*** Supplied entries ***

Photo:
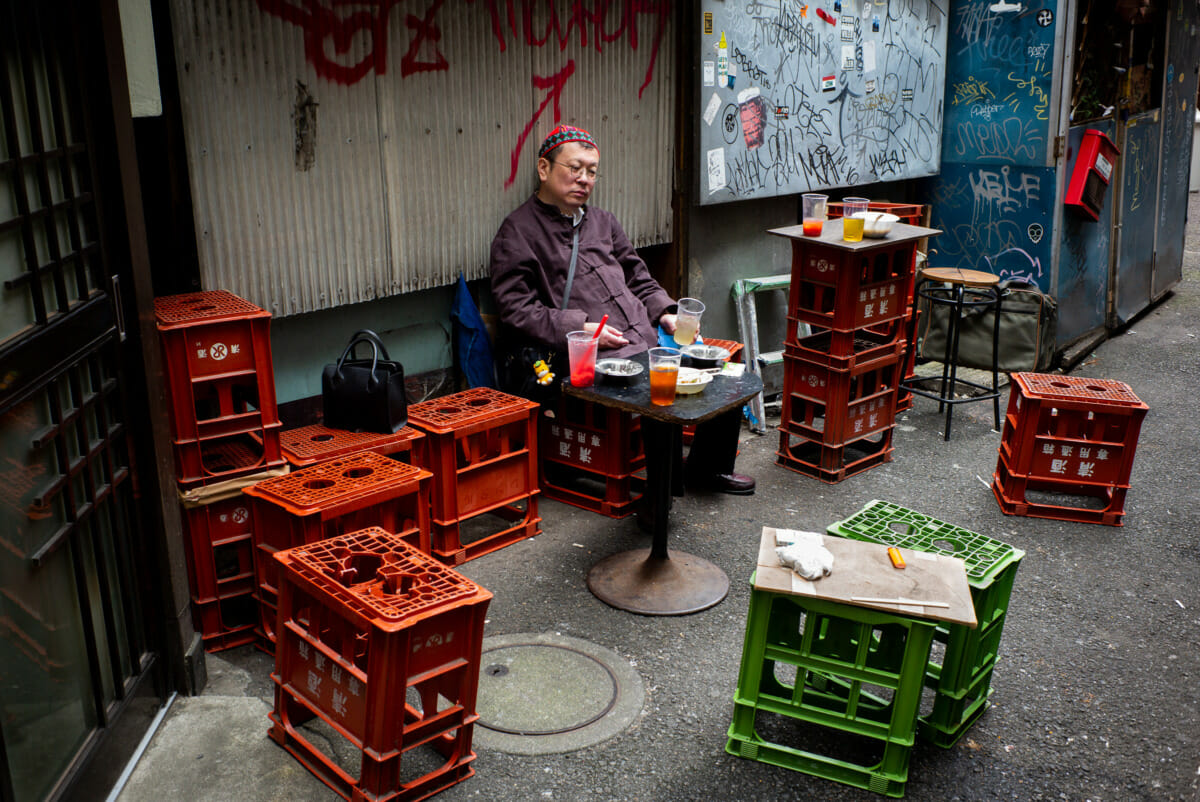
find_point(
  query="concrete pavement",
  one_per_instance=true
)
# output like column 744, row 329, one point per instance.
column 1096, row 692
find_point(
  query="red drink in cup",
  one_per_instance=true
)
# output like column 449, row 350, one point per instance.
column 581, row 352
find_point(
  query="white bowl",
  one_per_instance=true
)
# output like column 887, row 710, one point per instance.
column 691, row 381
column 876, row 225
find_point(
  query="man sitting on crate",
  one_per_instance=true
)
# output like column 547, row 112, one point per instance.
column 531, row 263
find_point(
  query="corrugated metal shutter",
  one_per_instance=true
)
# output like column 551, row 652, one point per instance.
column 323, row 178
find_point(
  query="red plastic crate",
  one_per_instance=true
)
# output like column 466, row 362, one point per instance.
column 208, row 461
column 833, row 406
column 311, row 444
column 382, row 644
column 846, row 349
column 841, row 289
column 329, row 498
column 1057, row 500
column 589, row 456
column 217, row 359
column 481, row 446
column 833, row 464
column 220, row 549
column 1062, row 428
column 227, row 622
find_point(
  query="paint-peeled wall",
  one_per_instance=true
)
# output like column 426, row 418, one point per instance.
column 342, row 153
column 995, row 196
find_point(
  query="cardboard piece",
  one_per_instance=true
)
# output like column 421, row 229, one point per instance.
column 863, row 575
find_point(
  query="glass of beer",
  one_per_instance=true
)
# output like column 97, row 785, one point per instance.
column 688, row 321
column 852, row 221
column 813, row 213
column 664, row 372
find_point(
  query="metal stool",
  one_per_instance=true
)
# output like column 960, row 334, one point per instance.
column 958, row 289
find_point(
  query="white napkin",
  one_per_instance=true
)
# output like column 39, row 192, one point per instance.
column 804, row 554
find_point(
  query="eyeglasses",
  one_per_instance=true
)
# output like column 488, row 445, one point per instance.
column 580, row 171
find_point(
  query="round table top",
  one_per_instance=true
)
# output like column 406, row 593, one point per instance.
column 960, row 276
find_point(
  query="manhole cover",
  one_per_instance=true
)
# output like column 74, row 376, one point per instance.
column 549, row 694
column 543, row 689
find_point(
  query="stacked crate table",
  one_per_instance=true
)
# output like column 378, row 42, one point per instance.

***

Copy every one of the records above word for word, and omit the pictures from your copy.

Written reply:
Photo:
find_point(
  query="concrete pavement",
  one_per_instance=true
)
# output like column 744, row 329, one point per instance.
column 1096, row 692
find_point(
  query="red drink in cup",
  one_per_instance=true
)
# output like column 449, row 350, one point per instance.
column 581, row 352
find_point(
  query="white bowl",
  one_per_instance=true
)
# output like column 887, row 710, one point per instance.
column 691, row 381
column 876, row 225
find_point(
  query="man sitting on crate",
  one_per_instance=true
)
# output like column 547, row 112, one point per instance.
column 531, row 263
find_point(
  query="corrugated metal shutter",
  one_per_instance=true
)
# output like column 551, row 652, one point per instance.
column 323, row 178
find_point(
  query="red plastic crate",
  one_per_instance=true
)
# output like column 466, row 362, one point per instance.
column 208, row 461
column 833, row 406
column 311, row 444
column 382, row 644
column 846, row 349
column 841, row 289
column 329, row 498
column 1057, row 500
column 589, row 456
column 217, row 359
column 481, row 446
column 833, row 464
column 220, row 549
column 1062, row 428
column 227, row 622
find_point(
  query="paint-peeled wall",
  one_per_instance=true
)
# output like column 426, row 418, one point per instance.
column 342, row 153
column 995, row 196
find_point(
  query="cardboard piece",
  one_per_instance=true
)
# output like column 421, row 229, one point per instance.
column 863, row 575
find_point(
  query="glass of beer",
  one_per_instance=true
)
# output like column 97, row 785, one point per instance.
column 688, row 321
column 852, row 221
column 813, row 213
column 664, row 372
find_point(
  query="metal stool",
  one_per_instance=true
)
# output like column 960, row 334, one point per instance.
column 958, row 289
find_point(
  query="white napkin",
  one_per_instance=true
)
# output like column 39, row 192, one point per instance.
column 804, row 554
find_point(
  query="eyeglasses",
  one_per_instance=true
)
# output like column 488, row 445, one point per instance.
column 580, row 171
find_point(
  query="round table top",
  one_per_instance=true
)
# output like column 406, row 593, one point per instance.
column 960, row 276
find_point(
  query="manhole cover",
  one_per_instance=true
)
# output like column 74, row 376, one point per instance.
column 549, row 694
column 543, row 689
find_point(
  query="stacked crate table",
  one_per_instance=true
)
# output like column 378, row 42, one point per instance.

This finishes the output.